**DESCRIPTION OF THE TASK**. Working from the line that contains "of the mountain" down to the last line below, repeat each line exactly.

Entries taken from a collection
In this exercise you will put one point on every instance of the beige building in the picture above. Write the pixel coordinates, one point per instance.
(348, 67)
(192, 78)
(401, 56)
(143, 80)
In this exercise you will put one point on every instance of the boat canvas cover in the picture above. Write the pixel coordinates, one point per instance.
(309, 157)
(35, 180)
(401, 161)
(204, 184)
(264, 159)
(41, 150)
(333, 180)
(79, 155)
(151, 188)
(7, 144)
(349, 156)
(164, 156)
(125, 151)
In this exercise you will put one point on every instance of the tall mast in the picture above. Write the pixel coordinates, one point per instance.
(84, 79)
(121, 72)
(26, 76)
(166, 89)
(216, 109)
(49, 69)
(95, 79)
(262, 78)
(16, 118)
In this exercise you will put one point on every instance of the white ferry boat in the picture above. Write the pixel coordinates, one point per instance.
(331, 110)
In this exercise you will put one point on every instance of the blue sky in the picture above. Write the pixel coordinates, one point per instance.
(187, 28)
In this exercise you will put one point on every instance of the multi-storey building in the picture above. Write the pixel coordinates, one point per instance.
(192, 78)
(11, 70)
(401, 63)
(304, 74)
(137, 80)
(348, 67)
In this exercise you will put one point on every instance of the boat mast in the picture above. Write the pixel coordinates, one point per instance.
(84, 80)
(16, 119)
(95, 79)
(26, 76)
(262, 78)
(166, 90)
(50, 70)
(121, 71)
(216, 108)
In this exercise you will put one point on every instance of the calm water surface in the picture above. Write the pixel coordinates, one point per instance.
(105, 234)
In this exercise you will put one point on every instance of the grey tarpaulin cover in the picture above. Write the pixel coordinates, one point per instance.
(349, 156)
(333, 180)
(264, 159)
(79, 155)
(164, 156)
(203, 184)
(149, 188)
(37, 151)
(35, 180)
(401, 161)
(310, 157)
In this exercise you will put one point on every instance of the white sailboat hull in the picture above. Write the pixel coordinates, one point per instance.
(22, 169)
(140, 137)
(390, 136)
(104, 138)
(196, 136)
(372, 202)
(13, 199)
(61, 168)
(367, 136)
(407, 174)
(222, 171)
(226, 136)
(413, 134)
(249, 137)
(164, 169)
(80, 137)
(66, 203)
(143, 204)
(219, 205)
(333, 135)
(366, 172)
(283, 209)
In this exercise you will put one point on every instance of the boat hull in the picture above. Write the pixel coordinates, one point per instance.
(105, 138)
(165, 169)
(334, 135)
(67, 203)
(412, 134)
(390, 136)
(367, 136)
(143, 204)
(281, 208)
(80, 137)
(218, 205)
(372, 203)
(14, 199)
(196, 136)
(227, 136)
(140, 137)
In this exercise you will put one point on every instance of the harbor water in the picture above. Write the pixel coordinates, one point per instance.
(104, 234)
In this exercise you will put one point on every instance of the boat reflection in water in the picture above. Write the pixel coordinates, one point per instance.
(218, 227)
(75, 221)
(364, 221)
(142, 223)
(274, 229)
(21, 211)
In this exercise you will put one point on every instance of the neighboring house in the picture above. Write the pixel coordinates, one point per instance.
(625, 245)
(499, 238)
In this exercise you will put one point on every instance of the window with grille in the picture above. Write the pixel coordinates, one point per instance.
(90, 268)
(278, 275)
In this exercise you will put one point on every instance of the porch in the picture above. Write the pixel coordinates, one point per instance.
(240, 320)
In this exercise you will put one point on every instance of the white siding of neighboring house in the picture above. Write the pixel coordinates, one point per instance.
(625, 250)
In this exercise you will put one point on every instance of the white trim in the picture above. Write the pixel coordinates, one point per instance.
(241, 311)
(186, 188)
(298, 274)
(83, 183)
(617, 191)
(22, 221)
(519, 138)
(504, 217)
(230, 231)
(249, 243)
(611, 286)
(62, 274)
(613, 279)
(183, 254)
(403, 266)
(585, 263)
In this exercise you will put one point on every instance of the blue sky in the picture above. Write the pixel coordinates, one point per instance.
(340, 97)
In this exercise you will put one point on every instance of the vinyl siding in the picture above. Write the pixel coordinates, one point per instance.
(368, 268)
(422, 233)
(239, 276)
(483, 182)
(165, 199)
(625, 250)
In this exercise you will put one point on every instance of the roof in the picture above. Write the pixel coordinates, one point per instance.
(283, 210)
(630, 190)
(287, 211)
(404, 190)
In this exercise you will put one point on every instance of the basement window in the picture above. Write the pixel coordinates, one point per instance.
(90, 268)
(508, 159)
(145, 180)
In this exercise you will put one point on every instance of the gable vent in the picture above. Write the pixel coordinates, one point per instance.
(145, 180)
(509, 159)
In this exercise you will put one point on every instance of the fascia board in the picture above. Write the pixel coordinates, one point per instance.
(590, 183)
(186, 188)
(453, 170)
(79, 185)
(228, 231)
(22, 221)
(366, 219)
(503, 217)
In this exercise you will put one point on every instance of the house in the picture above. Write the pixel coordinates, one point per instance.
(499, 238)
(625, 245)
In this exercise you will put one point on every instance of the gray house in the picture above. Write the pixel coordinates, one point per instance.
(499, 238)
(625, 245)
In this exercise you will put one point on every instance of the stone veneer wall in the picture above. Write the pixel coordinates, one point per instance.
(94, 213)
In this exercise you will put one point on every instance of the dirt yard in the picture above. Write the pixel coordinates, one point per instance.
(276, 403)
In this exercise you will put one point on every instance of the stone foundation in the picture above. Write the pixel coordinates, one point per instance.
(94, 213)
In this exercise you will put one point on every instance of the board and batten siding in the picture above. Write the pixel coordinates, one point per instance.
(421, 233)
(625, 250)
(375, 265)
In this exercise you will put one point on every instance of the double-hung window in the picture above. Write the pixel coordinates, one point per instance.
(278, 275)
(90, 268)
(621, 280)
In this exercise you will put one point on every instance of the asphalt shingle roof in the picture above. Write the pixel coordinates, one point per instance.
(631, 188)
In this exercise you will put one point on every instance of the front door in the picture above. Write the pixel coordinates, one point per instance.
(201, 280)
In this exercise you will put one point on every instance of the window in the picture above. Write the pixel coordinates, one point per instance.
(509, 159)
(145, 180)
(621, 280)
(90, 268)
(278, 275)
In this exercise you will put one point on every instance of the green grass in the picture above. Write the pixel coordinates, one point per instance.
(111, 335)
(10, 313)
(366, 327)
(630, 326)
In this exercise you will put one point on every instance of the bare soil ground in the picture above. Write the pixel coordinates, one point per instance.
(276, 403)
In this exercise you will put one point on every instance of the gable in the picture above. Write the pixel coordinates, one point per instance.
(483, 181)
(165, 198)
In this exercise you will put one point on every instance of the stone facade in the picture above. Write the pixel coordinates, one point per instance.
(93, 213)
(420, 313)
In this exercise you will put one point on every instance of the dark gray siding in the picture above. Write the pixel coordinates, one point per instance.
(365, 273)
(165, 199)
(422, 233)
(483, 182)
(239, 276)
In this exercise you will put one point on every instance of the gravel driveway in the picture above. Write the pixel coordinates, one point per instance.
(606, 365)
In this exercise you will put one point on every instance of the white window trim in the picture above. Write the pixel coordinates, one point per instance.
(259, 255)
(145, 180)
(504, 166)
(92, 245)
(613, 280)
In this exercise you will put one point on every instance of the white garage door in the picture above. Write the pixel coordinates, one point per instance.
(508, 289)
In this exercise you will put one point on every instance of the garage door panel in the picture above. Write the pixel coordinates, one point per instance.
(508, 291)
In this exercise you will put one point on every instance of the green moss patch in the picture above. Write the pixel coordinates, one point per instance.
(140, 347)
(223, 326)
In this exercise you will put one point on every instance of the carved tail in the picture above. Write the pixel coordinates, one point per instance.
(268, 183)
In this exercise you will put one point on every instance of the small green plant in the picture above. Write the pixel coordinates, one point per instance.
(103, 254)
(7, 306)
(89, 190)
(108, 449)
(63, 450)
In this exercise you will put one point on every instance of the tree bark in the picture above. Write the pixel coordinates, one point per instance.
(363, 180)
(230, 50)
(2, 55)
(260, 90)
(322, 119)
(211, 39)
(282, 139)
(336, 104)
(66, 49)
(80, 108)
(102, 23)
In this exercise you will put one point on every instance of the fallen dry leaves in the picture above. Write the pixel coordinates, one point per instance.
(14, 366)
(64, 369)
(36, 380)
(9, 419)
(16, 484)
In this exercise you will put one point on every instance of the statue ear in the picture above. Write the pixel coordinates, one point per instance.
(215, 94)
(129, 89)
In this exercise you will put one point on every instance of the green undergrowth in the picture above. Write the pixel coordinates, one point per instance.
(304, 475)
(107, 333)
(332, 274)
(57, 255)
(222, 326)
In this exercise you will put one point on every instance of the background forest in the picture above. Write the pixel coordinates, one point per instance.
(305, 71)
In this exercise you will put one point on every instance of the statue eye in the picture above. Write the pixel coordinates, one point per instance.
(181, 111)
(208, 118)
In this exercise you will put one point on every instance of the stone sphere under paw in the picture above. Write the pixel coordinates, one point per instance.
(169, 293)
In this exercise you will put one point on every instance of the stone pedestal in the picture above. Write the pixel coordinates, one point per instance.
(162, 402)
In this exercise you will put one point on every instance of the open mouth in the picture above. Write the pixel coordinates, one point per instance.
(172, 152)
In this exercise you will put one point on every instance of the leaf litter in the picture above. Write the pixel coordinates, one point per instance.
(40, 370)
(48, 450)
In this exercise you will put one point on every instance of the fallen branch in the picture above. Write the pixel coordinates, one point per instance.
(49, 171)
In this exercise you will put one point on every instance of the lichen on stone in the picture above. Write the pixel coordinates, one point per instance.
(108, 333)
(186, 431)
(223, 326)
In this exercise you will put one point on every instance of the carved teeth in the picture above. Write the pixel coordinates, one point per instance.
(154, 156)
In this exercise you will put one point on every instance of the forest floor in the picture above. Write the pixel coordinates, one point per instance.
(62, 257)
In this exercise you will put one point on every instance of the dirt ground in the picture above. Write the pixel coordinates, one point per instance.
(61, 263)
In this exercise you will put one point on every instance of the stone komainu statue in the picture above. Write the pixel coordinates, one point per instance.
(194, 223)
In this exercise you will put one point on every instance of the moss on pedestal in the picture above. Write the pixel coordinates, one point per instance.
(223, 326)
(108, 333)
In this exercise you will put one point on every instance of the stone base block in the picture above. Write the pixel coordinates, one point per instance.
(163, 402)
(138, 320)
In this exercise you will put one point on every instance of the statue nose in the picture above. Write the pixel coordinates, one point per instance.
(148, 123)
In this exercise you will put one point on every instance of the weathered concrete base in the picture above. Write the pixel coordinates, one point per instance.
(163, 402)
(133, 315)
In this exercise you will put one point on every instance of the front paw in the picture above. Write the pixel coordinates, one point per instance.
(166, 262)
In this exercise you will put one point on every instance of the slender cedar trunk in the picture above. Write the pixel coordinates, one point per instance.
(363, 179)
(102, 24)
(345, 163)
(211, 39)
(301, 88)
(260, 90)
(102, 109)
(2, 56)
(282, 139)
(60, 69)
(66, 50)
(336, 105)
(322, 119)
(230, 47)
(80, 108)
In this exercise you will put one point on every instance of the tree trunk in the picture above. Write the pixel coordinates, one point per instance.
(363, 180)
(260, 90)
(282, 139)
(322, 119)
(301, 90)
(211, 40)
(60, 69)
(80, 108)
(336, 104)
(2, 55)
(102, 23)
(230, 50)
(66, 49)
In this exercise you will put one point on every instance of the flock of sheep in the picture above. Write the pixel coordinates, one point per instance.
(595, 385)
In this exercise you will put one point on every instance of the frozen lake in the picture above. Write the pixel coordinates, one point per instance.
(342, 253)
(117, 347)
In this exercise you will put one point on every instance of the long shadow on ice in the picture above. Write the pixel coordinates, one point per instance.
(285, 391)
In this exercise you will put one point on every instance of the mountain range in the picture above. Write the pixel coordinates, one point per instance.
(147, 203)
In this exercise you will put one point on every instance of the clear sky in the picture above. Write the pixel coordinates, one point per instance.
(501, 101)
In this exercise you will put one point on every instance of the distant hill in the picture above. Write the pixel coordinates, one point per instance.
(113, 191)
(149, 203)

**OUTPUT OF THE EXERCISE**.
In this exercise you will put one point on every instance of the mountain range in the picture above. Write the pixel coordinates, one point per instance.
(147, 203)
In this exercise you will put one point on every instance of the clear sky in the picture above. Write the pixel coordinates, one point per instance.
(501, 101)
In this exercise you will put one point on every instance of the distant hill in the picture above. Write the pixel coordinates, one point per instance.
(113, 191)
(149, 203)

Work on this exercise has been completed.